(Records from a point-labeling set)
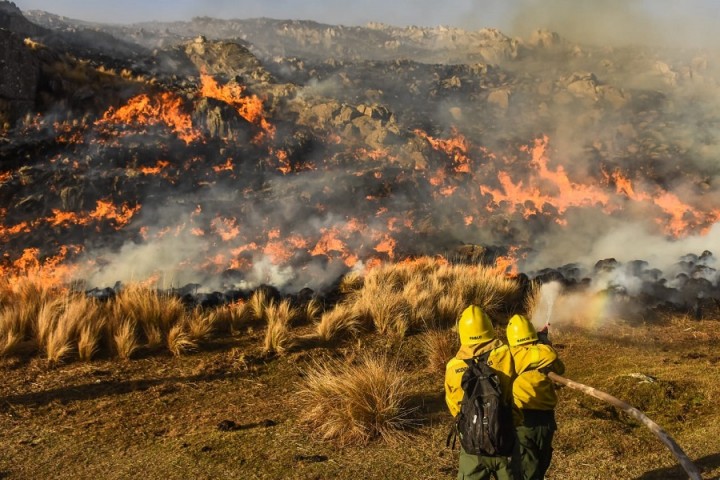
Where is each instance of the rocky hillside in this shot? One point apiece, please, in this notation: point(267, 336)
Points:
point(291, 152)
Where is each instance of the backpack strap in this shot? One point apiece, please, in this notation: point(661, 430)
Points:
point(452, 434)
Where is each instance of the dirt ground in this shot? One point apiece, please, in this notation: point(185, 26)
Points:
point(227, 411)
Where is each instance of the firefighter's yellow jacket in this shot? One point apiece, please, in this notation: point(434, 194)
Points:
point(532, 389)
point(499, 359)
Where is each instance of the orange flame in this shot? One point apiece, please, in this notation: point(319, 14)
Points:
point(165, 108)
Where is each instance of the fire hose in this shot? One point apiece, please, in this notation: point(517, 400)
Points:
point(677, 452)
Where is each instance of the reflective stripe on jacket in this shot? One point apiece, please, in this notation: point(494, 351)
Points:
point(532, 389)
point(499, 359)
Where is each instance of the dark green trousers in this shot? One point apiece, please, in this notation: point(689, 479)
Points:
point(533, 448)
point(475, 467)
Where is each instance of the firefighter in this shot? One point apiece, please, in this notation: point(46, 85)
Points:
point(477, 336)
point(534, 395)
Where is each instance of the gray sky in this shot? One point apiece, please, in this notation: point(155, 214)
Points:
point(689, 22)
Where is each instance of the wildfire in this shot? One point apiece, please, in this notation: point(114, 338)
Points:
point(544, 187)
point(143, 110)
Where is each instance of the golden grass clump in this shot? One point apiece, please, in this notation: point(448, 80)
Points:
point(338, 323)
point(356, 403)
point(179, 342)
point(311, 311)
point(439, 346)
point(278, 337)
point(124, 338)
point(156, 313)
point(201, 324)
point(257, 305)
point(407, 297)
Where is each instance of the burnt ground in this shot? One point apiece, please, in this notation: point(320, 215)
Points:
point(228, 411)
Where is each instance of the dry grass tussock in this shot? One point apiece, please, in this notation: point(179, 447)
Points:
point(355, 403)
point(338, 323)
point(154, 312)
point(438, 346)
point(394, 300)
point(278, 337)
point(407, 297)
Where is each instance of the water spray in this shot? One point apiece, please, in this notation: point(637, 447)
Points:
point(678, 453)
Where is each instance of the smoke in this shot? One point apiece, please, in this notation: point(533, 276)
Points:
point(621, 22)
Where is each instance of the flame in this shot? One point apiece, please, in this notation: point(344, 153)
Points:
point(227, 166)
point(161, 164)
point(226, 228)
point(50, 271)
point(682, 217)
point(165, 108)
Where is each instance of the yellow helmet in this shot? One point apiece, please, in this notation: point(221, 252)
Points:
point(520, 331)
point(475, 326)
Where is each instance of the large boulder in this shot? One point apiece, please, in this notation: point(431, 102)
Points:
point(19, 72)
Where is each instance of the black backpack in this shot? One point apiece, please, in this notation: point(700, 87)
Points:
point(485, 423)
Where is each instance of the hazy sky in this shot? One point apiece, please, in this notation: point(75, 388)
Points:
point(691, 22)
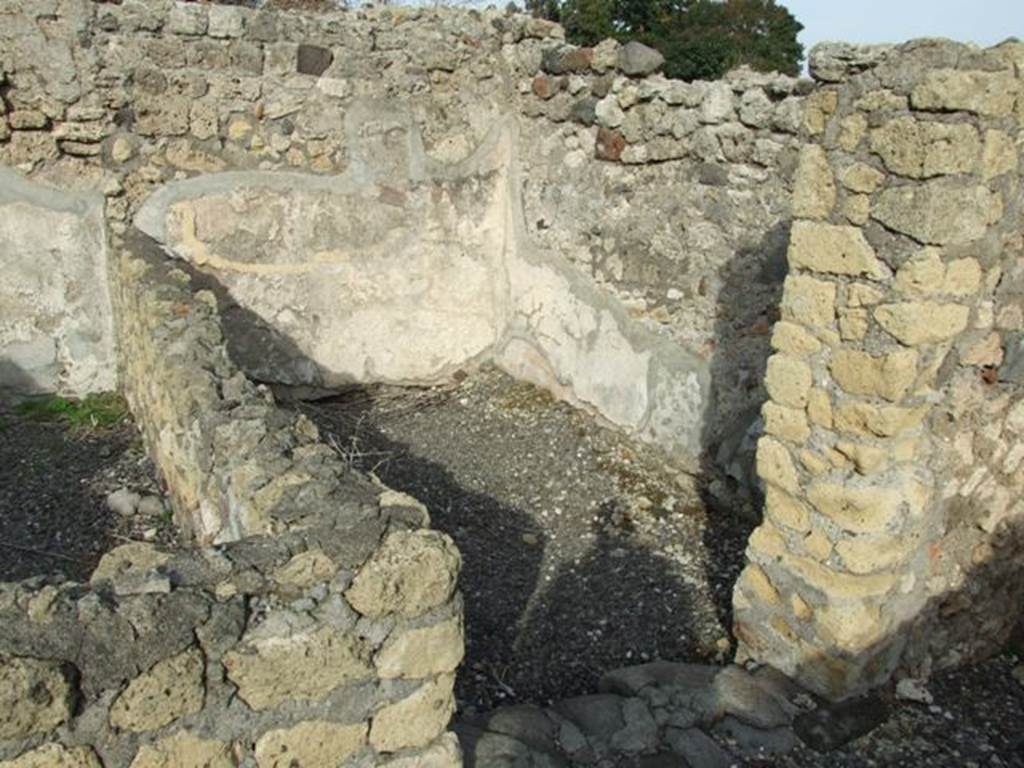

### What to produce
Write out the entries again from their start through the line with "point(475, 467)", requests included, and offset every coordinate in the answer points by 107, leaving the coordinates inside the requests unchanged. Leave the pictures out.

### Reply to the exercise
Where is each instance of the rocky hillside in this shot? One point apiece, please, in this notation: point(267, 336)
Points:
point(398, 259)
Where is each instance of the backpack strap in this shot? One point apiece, please, in this notation: point(661, 430)
Points:
point(559, 541)
Where is each instance of the dirt ground in this shot? One point apiece, please, in this notation: point(185, 26)
Points:
point(334, 518)
Where is each instance of the firefighter's yellow jacket in this shot? One point apiece, please, in this notation: point(434, 194)
Points:
point(639, 496)
point(606, 466)
Where is each instance of the orange flame in this shot? One point apiece, please, in this notation: point(319, 14)
Points:
point(272, 215)
Where is each instance of the fire hose in this shot? One point apiece, please, in this notation: point(517, 400)
Points:
point(784, 559)
Where is each instance of the reflective stripe on jacket in this shot? One point apiece, please, in this notation: point(494, 351)
Points:
point(639, 496)
point(606, 466)
Where is each instance of the dark green trousers in this shot? One point apiece, please, in this notation: point(689, 479)
Points:
point(640, 555)
point(582, 574)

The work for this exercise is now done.